Substitute "short black hair" for "short dark hair" everywhere in the data below, and reproduce every other line unchanged.
++++++
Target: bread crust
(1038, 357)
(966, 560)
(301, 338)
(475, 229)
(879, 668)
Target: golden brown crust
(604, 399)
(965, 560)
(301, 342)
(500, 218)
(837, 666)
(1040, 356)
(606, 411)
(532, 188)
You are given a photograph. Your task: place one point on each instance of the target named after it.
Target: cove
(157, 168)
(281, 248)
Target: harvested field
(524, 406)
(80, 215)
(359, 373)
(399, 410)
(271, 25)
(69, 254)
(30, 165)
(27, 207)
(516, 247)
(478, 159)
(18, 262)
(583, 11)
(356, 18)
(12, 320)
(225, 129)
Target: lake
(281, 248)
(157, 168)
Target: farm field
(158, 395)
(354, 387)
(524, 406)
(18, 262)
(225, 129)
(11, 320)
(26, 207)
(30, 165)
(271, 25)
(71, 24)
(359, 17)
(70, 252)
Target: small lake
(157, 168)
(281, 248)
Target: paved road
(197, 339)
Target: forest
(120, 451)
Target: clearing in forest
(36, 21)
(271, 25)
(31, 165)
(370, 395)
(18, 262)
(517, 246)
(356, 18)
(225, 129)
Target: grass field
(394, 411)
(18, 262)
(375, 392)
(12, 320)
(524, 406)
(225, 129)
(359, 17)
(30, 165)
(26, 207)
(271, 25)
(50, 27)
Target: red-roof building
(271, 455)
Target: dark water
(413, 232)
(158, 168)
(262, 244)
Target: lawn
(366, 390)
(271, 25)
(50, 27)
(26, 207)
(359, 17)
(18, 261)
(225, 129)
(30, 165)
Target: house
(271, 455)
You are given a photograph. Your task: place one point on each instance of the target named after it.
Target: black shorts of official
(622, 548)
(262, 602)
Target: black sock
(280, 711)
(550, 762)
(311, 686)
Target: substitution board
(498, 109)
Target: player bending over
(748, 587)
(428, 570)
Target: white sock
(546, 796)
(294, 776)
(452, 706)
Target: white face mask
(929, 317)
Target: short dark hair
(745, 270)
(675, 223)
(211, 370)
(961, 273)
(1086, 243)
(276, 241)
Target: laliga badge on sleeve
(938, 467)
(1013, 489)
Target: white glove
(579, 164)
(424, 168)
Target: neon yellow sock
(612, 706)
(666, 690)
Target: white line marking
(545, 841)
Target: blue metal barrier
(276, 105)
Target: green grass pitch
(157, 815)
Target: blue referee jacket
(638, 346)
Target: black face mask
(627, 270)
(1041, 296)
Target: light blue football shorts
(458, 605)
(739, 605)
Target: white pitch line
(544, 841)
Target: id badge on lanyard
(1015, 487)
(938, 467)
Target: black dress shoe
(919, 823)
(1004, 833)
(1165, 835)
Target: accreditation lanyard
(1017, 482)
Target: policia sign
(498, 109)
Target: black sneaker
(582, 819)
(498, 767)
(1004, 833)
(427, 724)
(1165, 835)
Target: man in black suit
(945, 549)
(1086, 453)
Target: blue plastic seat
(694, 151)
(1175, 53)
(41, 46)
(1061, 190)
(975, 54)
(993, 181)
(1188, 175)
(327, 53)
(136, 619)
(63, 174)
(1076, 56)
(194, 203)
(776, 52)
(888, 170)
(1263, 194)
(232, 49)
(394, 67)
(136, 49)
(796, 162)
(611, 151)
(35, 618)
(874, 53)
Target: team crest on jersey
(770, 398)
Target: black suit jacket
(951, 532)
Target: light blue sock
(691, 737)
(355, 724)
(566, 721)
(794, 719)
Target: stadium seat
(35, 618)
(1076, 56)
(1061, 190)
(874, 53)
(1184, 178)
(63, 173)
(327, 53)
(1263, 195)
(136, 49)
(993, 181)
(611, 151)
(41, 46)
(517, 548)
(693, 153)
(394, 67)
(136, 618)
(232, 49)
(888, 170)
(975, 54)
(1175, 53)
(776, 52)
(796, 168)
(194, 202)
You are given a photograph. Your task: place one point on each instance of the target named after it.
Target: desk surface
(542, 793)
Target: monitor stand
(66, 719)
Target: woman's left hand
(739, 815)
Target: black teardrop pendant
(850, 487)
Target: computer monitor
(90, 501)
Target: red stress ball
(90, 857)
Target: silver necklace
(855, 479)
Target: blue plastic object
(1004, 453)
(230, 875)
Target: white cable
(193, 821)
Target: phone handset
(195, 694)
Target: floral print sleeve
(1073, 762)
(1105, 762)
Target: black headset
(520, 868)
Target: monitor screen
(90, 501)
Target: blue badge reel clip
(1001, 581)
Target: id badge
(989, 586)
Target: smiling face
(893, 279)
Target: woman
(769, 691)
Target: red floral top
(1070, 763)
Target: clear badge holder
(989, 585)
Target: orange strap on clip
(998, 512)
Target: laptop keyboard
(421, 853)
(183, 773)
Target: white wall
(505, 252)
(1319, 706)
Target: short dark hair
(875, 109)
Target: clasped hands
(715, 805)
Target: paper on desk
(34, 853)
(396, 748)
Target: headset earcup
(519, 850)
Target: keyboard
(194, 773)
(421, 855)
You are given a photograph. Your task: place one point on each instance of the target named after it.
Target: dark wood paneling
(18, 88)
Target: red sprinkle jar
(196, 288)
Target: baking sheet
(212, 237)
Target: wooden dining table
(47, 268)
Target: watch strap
++++++
FULL SOLUTION —
Target: bread crust
(1038, 357)
(966, 560)
(301, 338)
(475, 229)
(879, 668)
Target: golden brown crust
(604, 399)
(965, 560)
(301, 342)
(500, 218)
(837, 666)
(1040, 356)
(606, 411)
(532, 188)
You are given a photograph. Your task: place one point on each instance of the target named after it.
Target: cove
(157, 168)
(281, 248)
Target: harvested field
(524, 406)
(80, 215)
(359, 373)
(399, 410)
(271, 25)
(69, 254)
(30, 165)
(27, 207)
(516, 247)
(478, 159)
(18, 262)
(583, 11)
(356, 18)
(12, 320)
(225, 129)
Target: lake
(281, 248)
(157, 168)
Target: farm field
(158, 395)
(354, 387)
(524, 406)
(18, 262)
(225, 129)
(11, 320)
(26, 207)
(30, 165)
(271, 25)
(71, 24)
(359, 17)
(70, 252)
Target: small lake
(157, 168)
(281, 248)
Target: paved road
(197, 339)
Target: forest
(120, 451)
Target: clearing in forest
(36, 21)
(271, 25)
(31, 165)
(370, 395)
(18, 262)
(517, 246)
(356, 18)
(225, 129)
Target: grass field
(394, 411)
(18, 262)
(375, 392)
(12, 320)
(524, 406)
(225, 129)
(359, 17)
(30, 165)
(26, 207)
(271, 25)
(50, 27)
Target: red-roof building
(271, 455)
Target: dark water
(413, 232)
(158, 168)
(262, 244)
Target: lawn
(366, 390)
(271, 25)
(50, 27)
(26, 207)
(359, 17)
(18, 261)
(225, 129)
(30, 165)
Target: house
(271, 455)
You are given a photograph. Your task: place one point on each instance of the target named after it.
Target: black shorts of official
(622, 548)
(262, 602)
Target: black sock
(280, 711)
(550, 762)
(311, 686)
Target: substitution board
(498, 109)
Target: player bending over
(748, 587)
(428, 570)
Target: white sock
(546, 796)
(294, 776)
(452, 706)
Target: white face mask
(929, 317)
Target: short black hair
(745, 270)
(675, 223)
(211, 370)
(961, 273)
(1086, 243)
(276, 241)
Target: laliga badge on sleeve
(938, 467)
(1013, 489)
Target: white glove
(579, 164)
(424, 168)
Target: neon yellow sock
(612, 706)
(666, 690)
Target: white line marking
(545, 841)
Target: blue metal barrier
(276, 105)
Target: green grass pitch
(157, 815)
Target: blue referee jacket
(638, 346)
Target: black face mask
(627, 270)
(1041, 296)
Target: light blue football shorts
(458, 605)
(739, 605)
Target: white pitch line
(544, 841)
Target: id badge on lanyard
(1015, 487)
(938, 467)
Target: black dress shoe
(919, 823)
(1004, 833)
(1165, 835)
Target: accreditation lanyard
(1017, 482)
Target: policia sign
(498, 109)
Target: black sneaker
(582, 819)
(498, 767)
(1004, 833)
(427, 724)
(1165, 835)
Target: man in black suit
(945, 549)
(1086, 453)
Target: blue plastic seat
(694, 151)
(1175, 53)
(41, 46)
(1061, 190)
(975, 54)
(993, 181)
(1188, 175)
(327, 53)
(136, 619)
(63, 174)
(1076, 56)
(194, 203)
(776, 52)
(888, 170)
(1263, 194)
(232, 49)
(394, 67)
(136, 49)
(796, 162)
(611, 151)
(35, 618)
(874, 53)
Target: team crest on jersey
(770, 398)
Target: black suit jacket
(951, 532)
Target: light blue sock
(691, 737)
(355, 724)
(566, 721)
(794, 719)
Target: stadium seat
(35, 618)
(1076, 56)
(1061, 190)
(874, 53)
(1184, 178)
(63, 173)
(327, 53)
(1263, 195)
(136, 49)
(993, 181)
(611, 151)
(41, 46)
(517, 548)
(693, 153)
(394, 67)
(136, 618)
(232, 49)
(888, 170)
(975, 54)
(1175, 53)
(776, 52)
(796, 168)
(194, 202)
You are given a photograph. Your task: place one point on each instance of the target named after it.
Target: desk surface
(542, 793)
Target: monitor stand
(66, 719)
Target: woman's left hand
(739, 815)
Target: black teardrop pendant
(850, 487)
Target: computer monitor
(90, 501)
Target: red stress ball
(90, 857)
Target: silver necklace
(855, 479)
Target: blue plastic object
(1004, 453)
(230, 875)
Target: white cable
(193, 821)
Target: phone handset
(195, 694)
Target: floral print sleeve
(1073, 762)
(1105, 762)
Target: black headset
(520, 868)
Target: monitor screen
(90, 501)
Target: blue badge reel clip
(1001, 581)
Target: id badge
(989, 586)
Target: smiling face
(893, 279)
Target: woman
(769, 691)
Target: red floral top
(1070, 763)
Target: clear badge holder
(989, 585)
Target: orange strap on clip
(998, 512)
Target: laptop keyboard
(421, 853)
(183, 773)
Target: white wall
(505, 252)
(1319, 706)
Target: short black hair
(875, 109)
Target: clasped hands
(715, 805)
Target: paper on desk
(34, 853)
(396, 748)
Target: headset earcup
(519, 850)
Target: keyboard
(194, 773)
(421, 855)
You are given a photograph. Your task: place one point on each instance of the target named after it.
Target: dark wood paneling
(18, 88)
Target: red sprinkle jar
(196, 288)
Target: baking sheet
(212, 237)
Target: wooden dining table
(47, 268)
Target: watch strap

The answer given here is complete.